_DOCUMENT EXCERPT_

Loyd-Lindsay sat as Conservative Party Member of Parliament for Berkshire from 1865 until 1885 and served under Lord Beaconsfield as Financial Secretary to the War Office between 1877 and 1880.

He was appointed a Knight Commander of the Order of the Bath (KCB) in 1881. In 1885, he was elevated to the peerage as Baron Wantage, of Lockinge in the County of Berkshire. He then served as Lord Lieutenant of Berkshire from 1886 until his death. Having been initiated as a Freemason, passed and raised in Malta en route to the Crimea in 1854, he became Provincial Grand Master of Berkshire from 1898 until his death in 1901.
He was appointed the first Chairman of the Council of the National Rifle Association on 25 November 1890.

==British Red Cross==

On 15 July 1870, the Franco-Prussian War began. With the outbreak of the war serving as the immediate catalyst, John Furley met with Loyd-Lindsay to ask him if he would help set up a British Red Cross society in the United Kingdom. Furley had already been in touch with the International Committee of the Red Cross in Geneva over the desirability of founding a British national Red Cross society, and he knew that Lindsay also supported the goals of the new Red Cross movement. A letter from Loyd-Lindsay was published in The Times on 22 July calling for a national society in the United Kingdom, and pledging £1000 of his own money to the new initiative. On 4 August, he chaired a public meeting at Willis's Rooms in London which resolved that "a National Society be formed in this country for aiding sick and wounded soldiers in time of war, and that the said Society be formed upon the Rules laid down by the Geneva Conventions". Loyd-Lindsay continued to serve as chairman of the newly founded National Society for Aid to the Sick and Wounded in War (renamed the British Red Cross in 1905) until his death.

Point localization data:

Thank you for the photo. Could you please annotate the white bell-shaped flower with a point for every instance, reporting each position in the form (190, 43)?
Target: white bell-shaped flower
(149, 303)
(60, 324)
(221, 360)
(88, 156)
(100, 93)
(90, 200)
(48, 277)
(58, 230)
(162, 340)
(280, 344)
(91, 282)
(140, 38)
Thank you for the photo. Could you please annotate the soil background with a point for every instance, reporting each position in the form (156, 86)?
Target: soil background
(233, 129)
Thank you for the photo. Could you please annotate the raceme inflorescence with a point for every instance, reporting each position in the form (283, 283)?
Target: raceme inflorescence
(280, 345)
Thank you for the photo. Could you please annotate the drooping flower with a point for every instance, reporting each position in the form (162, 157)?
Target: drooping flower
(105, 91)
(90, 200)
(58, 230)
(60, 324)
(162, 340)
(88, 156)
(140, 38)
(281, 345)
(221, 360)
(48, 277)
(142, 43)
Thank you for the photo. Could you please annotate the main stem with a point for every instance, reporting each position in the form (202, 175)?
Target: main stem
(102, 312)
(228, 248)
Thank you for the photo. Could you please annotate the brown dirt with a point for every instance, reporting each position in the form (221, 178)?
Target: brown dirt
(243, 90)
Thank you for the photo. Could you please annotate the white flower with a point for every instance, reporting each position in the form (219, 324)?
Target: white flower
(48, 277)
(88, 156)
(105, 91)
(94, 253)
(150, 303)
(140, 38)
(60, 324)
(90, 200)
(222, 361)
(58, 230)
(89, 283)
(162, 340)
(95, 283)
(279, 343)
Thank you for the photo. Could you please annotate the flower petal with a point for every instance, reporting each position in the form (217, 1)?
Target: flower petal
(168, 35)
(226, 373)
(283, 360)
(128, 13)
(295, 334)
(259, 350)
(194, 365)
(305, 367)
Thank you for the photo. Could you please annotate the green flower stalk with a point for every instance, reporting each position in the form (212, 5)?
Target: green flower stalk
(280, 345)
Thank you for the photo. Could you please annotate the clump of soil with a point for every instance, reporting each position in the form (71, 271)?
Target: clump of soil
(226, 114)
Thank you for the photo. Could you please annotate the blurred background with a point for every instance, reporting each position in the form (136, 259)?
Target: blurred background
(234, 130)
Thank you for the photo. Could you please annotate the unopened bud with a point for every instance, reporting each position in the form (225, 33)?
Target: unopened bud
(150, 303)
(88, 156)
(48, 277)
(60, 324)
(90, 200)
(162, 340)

_PROBLEMS AND TASKS_
1. Answer these questions using the Loyd-Lindsay excerpt:
(a) Which constituency did Loyd-Lindsay represent as a Member of Parliament, and for which years?
(b) On what date was he appointed the first Chairman of the Council of the National Rifle Association?
(c) Where was the public meeting that he chaired on 4 August held?
2. In the Loyd-Lindsay excerpt, find every date that gives a specific day of the month. List them in the order they appear.
3. Quote the Loyd-Lindsay excerpt from "Loyd-Lindsay sat as" to "1877 and 1880.".
This material comes from a different source than the Loyd-Lindsay excerpt.

_TASK-BY-TASK ANSWERS_
1.
(a) Berkshire, from 1865 until 1885.
(b) 25 November 1890.
(c) At Willis's Rooms in London.

2.
25 November 1890
15 July 1870
22 July
4 August

3.
Loyd-Lindsay sat as Conservative Party Member of Parliament for Berkshire from 1865 until 1885 and served under Lord Beaconsfield as Financial Secretary to the War Office between 1877 and 1880.